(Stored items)
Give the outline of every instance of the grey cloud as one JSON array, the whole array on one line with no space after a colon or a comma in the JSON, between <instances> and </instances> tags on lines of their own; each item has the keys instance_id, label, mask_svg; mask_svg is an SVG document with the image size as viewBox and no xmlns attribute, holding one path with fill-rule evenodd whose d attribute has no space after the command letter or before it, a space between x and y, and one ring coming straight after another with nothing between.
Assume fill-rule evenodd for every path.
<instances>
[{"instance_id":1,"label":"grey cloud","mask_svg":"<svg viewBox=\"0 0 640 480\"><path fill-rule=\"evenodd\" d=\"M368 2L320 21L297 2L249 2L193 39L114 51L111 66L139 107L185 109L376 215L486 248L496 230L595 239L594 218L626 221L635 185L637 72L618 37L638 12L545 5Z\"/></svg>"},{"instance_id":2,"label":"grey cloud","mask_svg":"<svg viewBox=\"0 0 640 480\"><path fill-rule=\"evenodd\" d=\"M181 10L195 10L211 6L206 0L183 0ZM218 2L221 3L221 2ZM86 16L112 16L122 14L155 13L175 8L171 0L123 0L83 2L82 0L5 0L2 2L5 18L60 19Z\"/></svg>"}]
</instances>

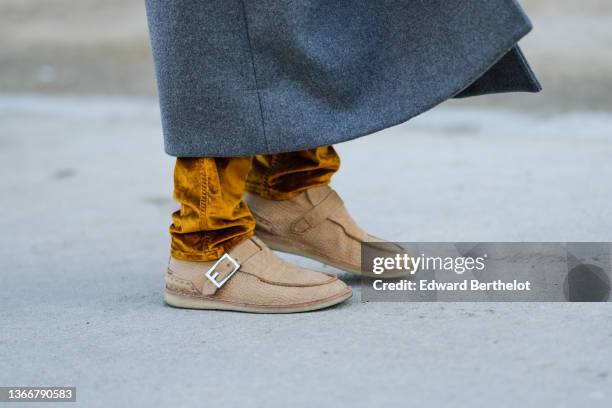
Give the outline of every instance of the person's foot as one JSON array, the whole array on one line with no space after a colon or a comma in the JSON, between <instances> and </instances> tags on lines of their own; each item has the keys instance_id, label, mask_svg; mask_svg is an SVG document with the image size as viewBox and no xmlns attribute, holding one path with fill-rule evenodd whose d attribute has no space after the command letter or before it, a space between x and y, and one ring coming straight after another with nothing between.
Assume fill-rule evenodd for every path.
<instances>
[{"instance_id":1,"label":"person's foot","mask_svg":"<svg viewBox=\"0 0 612 408\"><path fill-rule=\"evenodd\" d=\"M362 274L362 244L382 257L405 252L361 229L329 186L308 189L289 200L268 200L247 194L246 201L257 220L257 236L277 251L359 275ZM386 273L380 277L396 278L407 273Z\"/></svg>"},{"instance_id":2,"label":"person's foot","mask_svg":"<svg viewBox=\"0 0 612 408\"><path fill-rule=\"evenodd\" d=\"M216 262L170 258L167 304L187 309L295 313L323 309L350 298L333 274L293 266L251 237Z\"/></svg>"}]
</instances>

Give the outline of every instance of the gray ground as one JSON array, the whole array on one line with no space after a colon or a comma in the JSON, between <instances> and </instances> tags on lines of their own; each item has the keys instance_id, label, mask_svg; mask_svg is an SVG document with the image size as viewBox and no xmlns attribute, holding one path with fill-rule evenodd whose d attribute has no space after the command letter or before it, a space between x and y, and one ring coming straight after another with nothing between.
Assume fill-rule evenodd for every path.
<instances>
[{"instance_id":1,"label":"gray ground","mask_svg":"<svg viewBox=\"0 0 612 408\"><path fill-rule=\"evenodd\" d=\"M324 312L165 307L155 102L4 96L0 124L1 385L86 407L609 406L608 304L362 303L342 275L356 294ZM335 186L394 240L610 241L611 128L441 108L340 145Z\"/></svg>"},{"instance_id":2,"label":"gray ground","mask_svg":"<svg viewBox=\"0 0 612 408\"><path fill-rule=\"evenodd\" d=\"M335 187L375 235L612 241L612 3L522 3L544 93L338 146ZM610 406L607 304L362 303L342 274L355 296L324 312L165 307L146 36L141 0L0 2L0 386L75 385L85 407Z\"/></svg>"}]
</instances>

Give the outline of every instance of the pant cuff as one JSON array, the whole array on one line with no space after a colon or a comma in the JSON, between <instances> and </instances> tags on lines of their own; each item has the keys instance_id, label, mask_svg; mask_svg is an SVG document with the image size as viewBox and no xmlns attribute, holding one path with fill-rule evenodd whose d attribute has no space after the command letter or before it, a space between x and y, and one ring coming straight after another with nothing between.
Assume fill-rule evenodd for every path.
<instances>
[{"instance_id":1,"label":"pant cuff","mask_svg":"<svg viewBox=\"0 0 612 408\"><path fill-rule=\"evenodd\" d=\"M246 190L251 194L260 196L261 198L265 198L268 200L274 200L274 201L282 201L282 200L290 200L293 197L297 197L308 189L321 187L321 186L327 186L327 185L329 185L329 182L313 184L311 186L301 187L293 191L278 191L270 187L266 188L262 186L261 184L247 182Z\"/></svg>"},{"instance_id":2,"label":"pant cuff","mask_svg":"<svg viewBox=\"0 0 612 408\"><path fill-rule=\"evenodd\" d=\"M230 251L236 245L240 244L242 241L248 239L254 234L253 231L249 231L246 234L239 235L237 237L233 237L230 240L225 241L217 248L212 248L206 251L198 251L198 252L185 252L178 249L170 248L170 255L174 259L178 259L181 261L195 261L195 262L211 262L216 261L224 253Z\"/></svg>"}]
</instances>

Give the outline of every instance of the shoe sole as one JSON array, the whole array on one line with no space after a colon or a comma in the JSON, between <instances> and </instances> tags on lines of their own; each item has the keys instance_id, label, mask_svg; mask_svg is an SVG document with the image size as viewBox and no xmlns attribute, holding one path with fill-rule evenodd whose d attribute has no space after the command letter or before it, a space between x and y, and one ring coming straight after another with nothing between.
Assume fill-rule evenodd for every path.
<instances>
[{"instance_id":1,"label":"shoe sole","mask_svg":"<svg viewBox=\"0 0 612 408\"><path fill-rule=\"evenodd\" d=\"M245 313L303 313L312 312L314 310L325 309L339 303L344 302L353 296L353 291L348 290L340 295L324 299L323 301L294 305L290 307L279 307L279 306L256 306L246 305L240 303L232 303L228 301L219 300L205 300L197 298L189 298L185 296L175 295L168 291L164 294L164 301L166 304L172 307L178 307L181 309L201 309L201 310L227 310L233 312L245 312Z\"/></svg>"},{"instance_id":2,"label":"shoe sole","mask_svg":"<svg viewBox=\"0 0 612 408\"><path fill-rule=\"evenodd\" d=\"M286 254L297 255L297 256L301 256L303 258L312 259L313 261L321 262L324 265L333 266L334 268L340 269L340 270L345 271L345 272L352 273L353 275L364 276L363 273L361 272L361 269L355 269L355 268L352 268L352 267L347 266L345 264L336 263L333 260L330 260L330 259L327 259L327 258L323 258L323 257L318 256L316 254L312 254L312 253L306 252L304 250L301 250L301 249L298 249L298 248L294 248L294 247L291 247L291 246L279 243L278 241L270 239L265 234L262 234L260 232L257 232L257 236L270 249L272 249L274 251L284 252ZM394 275L388 274L388 275L385 275L385 276L380 276L378 278L379 279L396 279L396 278L403 278L403 277L406 277L406 276L408 276L407 273L402 273L402 274L394 274Z\"/></svg>"}]
</instances>

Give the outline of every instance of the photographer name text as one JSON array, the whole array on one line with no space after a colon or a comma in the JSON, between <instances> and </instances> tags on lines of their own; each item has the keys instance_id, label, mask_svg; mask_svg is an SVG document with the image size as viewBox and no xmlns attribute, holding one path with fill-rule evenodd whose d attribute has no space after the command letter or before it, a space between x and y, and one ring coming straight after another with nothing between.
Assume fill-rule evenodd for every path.
<instances>
[{"instance_id":1,"label":"photographer name text","mask_svg":"<svg viewBox=\"0 0 612 408\"><path fill-rule=\"evenodd\" d=\"M487 291L504 291L504 292L524 292L531 290L531 282L526 281L502 281L496 280L491 282L482 282L478 279L464 279L459 282L438 282L436 280L418 280L412 281L402 279L397 282L386 282L382 279L377 279L372 282L372 287L377 291L447 291L447 292L487 292Z\"/></svg>"}]
</instances>

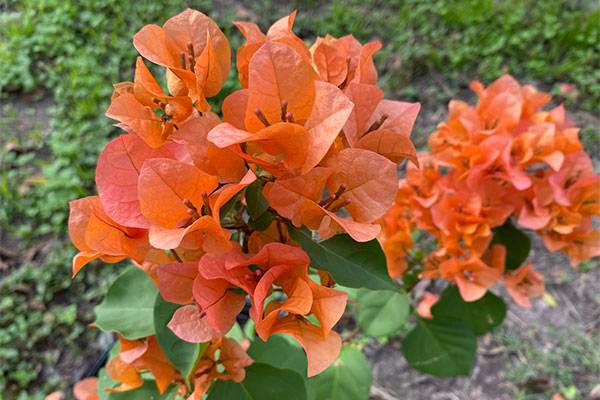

* **Instructions for the task**: Copy out all the data above exactly, minus the images.

* **Reply to the exercise**:
Give the outline of every instance of the grey cloud as one JSON array, the whole array on one line with no space after a colon or a comma in the JSON, between <instances> and </instances> tags on lines of their own; each item has the keys instance_id, label, mask_svg; mask_svg is an SVG document with the image size as viewBox and no xmlns attribute, holding one path with fill-rule evenodd whose d attribute has no space after the command letter or before it, a space between x and y, and one ring coming straight after another with nothing between.
Assume fill-rule evenodd for every path.
<instances>
[{"instance_id":1,"label":"grey cloud","mask_svg":"<svg viewBox=\"0 0 640 480\"><path fill-rule=\"evenodd\" d=\"M368 2L320 21L297 2L249 2L193 39L114 51L111 66L139 107L185 109L376 215L486 248L496 230L595 239L594 218L626 221L635 185L637 72L618 37L638 12L545 5Z\"/></svg>"},{"instance_id":2,"label":"grey cloud","mask_svg":"<svg viewBox=\"0 0 640 480\"><path fill-rule=\"evenodd\" d=\"M181 10L195 10L211 6L206 0L183 0ZM218 2L221 3L221 2ZM86 16L112 16L122 14L155 13L175 8L171 0L123 0L83 2L82 0L5 0L2 2L5 18L60 19Z\"/></svg>"}]
</instances>

Give the outline of every instance of the person's foot as one JSON array, the whole array on one line with no space after a colon or a comma in the JSON, between <instances> and </instances> tags on lines of their own; each item has the keys instance_id, label, mask_svg; mask_svg is an SVG document with the image size as viewBox and no xmlns attribute, holding one path with fill-rule evenodd whose d attribute has no space after the command letter or before it, a space between x and y, and one ring coming straight after another with nothing between.
Assume fill-rule evenodd for every path.
<instances>
[{"instance_id":1,"label":"person's foot","mask_svg":"<svg viewBox=\"0 0 612 408\"><path fill-rule=\"evenodd\" d=\"M362 274L362 244L382 257L405 252L361 229L329 186L308 189L289 200L268 200L247 194L246 201L257 220L257 236L277 251L359 275ZM386 273L380 277L396 278L407 273Z\"/></svg>"},{"instance_id":2,"label":"person's foot","mask_svg":"<svg viewBox=\"0 0 612 408\"><path fill-rule=\"evenodd\" d=\"M216 262L170 258L167 304L187 309L295 313L323 309L350 298L333 274L293 266L251 237Z\"/></svg>"}]
</instances>

Give the outline of every instance of the gray ground as one JSON array, the whole array on one line with no space after a colon or a comma in the JSON, between <instances> and </instances> tags on lines of their own; each item has the keys instance_id, label, mask_svg; mask_svg is an SVG document with the image size as viewBox and no xmlns attribute, holding one path with fill-rule evenodd whose d attribute has no space after the command letter or before it, a space between x and y, and one ring coming straight after another with nothing between.
Assume fill-rule evenodd for every path.
<instances>
[{"instance_id":1,"label":"gray ground","mask_svg":"<svg viewBox=\"0 0 612 408\"><path fill-rule=\"evenodd\" d=\"M324 312L165 307L155 102L4 96L0 124L1 385L86 407L609 406L608 304L362 303L342 275L356 294ZM335 186L394 240L610 241L611 128L441 108L340 145Z\"/></svg>"},{"instance_id":2,"label":"gray ground","mask_svg":"<svg viewBox=\"0 0 612 408\"><path fill-rule=\"evenodd\" d=\"M335 187L375 235L612 241L612 3L522 3L544 93L338 146ZM610 406L607 304L362 303L342 274L355 296L324 312L165 307L146 36L141 0L0 2L0 386L75 385L85 407Z\"/></svg>"}]
</instances>

Give the outline of every instance of the pant cuff as one JSON array, the whole array on one line with no space after a colon or a comma in the JSON, between <instances> and </instances> tags on lines of their own; each item has the keys instance_id, label, mask_svg; mask_svg is an SVG document with the image size as viewBox and no xmlns attribute, holding one path with fill-rule evenodd whose d attribute has no space after the command letter or before it, a space between x and y, and one ring coming straight after another with nothing between.
Assume fill-rule evenodd for every path.
<instances>
[{"instance_id":1,"label":"pant cuff","mask_svg":"<svg viewBox=\"0 0 612 408\"><path fill-rule=\"evenodd\" d=\"M246 190L251 194L260 196L261 198L265 198L268 200L274 200L274 201L282 201L282 200L290 200L293 197L297 197L308 189L321 187L321 186L327 186L327 185L329 185L329 182L313 184L311 186L301 187L293 191L278 191L270 187L266 188L262 186L261 184L247 182Z\"/></svg>"},{"instance_id":2,"label":"pant cuff","mask_svg":"<svg viewBox=\"0 0 612 408\"><path fill-rule=\"evenodd\" d=\"M230 251L236 245L240 244L242 241L248 239L254 234L253 231L249 231L246 234L239 235L237 237L233 237L230 240L225 241L217 248L212 248L206 251L198 251L198 252L185 252L178 249L170 248L170 255L174 259L178 259L181 261L195 261L195 262L211 262L216 261L224 253Z\"/></svg>"}]
</instances>

Give the outline of every instance of the shoe sole as one JSON array, the whole array on one line with no space after a colon or a comma in the JSON, between <instances> and </instances> tags on lines of their own; each item has the keys instance_id, label, mask_svg; mask_svg is an SVG document with the image size as viewBox and no xmlns attribute, holding one path with fill-rule evenodd whose d attribute has no space after the command letter or before it, a space between x and y, and one ring coming straight after another with nothing between.
Assume fill-rule evenodd for every path.
<instances>
[{"instance_id":1,"label":"shoe sole","mask_svg":"<svg viewBox=\"0 0 612 408\"><path fill-rule=\"evenodd\" d=\"M245 313L303 313L312 312L314 310L325 309L339 303L344 302L353 296L353 291L348 290L340 295L324 299L323 301L294 305L290 307L279 307L279 306L256 306L246 305L240 303L232 303L228 301L219 300L205 300L197 298L189 298L185 296L175 295L168 291L164 294L164 301L166 304L172 307L178 307L181 309L201 309L201 310L227 310L233 312L245 312Z\"/></svg>"},{"instance_id":2,"label":"shoe sole","mask_svg":"<svg viewBox=\"0 0 612 408\"><path fill-rule=\"evenodd\" d=\"M286 254L297 255L297 256L301 256L303 258L312 259L313 261L321 262L324 265L333 266L334 268L340 269L340 270L345 271L345 272L352 273L353 275L364 276L363 273L361 272L361 269L355 269L355 268L352 268L352 267L347 266L345 264L336 263L333 260L330 260L330 259L327 259L327 258L323 258L323 257L318 256L316 254L312 254L312 253L306 252L304 250L301 250L301 249L298 249L298 248L294 248L294 247L291 247L291 246L279 243L278 241L270 239L265 234L262 234L260 232L257 232L257 236L270 249L272 249L274 251L284 252ZM394 275L388 274L388 275L385 275L385 276L380 276L378 278L379 279L396 279L396 278L403 278L403 277L406 277L406 276L408 276L407 273L402 273L402 274L394 274Z\"/></svg>"}]
</instances>

Give the outline of every instance of the photographer name text as one JSON array, the whole array on one line with no space after a colon or a comma in the JSON, between <instances> and </instances> tags on lines of their own; each item has the keys instance_id, label, mask_svg; mask_svg is an SVG document with the image size as viewBox and no xmlns attribute, holding one path with fill-rule evenodd whose d attribute has no space after the command letter or before it, a space between x and y, and one ring coming straight after another with nothing between.
Assume fill-rule evenodd for every path.
<instances>
[{"instance_id":1,"label":"photographer name text","mask_svg":"<svg viewBox=\"0 0 612 408\"><path fill-rule=\"evenodd\" d=\"M487 291L504 291L504 292L524 292L531 290L531 282L526 281L502 281L496 280L491 282L482 282L478 279L464 279L459 282L438 282L436 280L418 280L412 281L402 279L397 282L386 282L382 279L377 279L372 282L372 287L377 291L447 291L447 292L487 292Z\"/></svg>"}]
</instances>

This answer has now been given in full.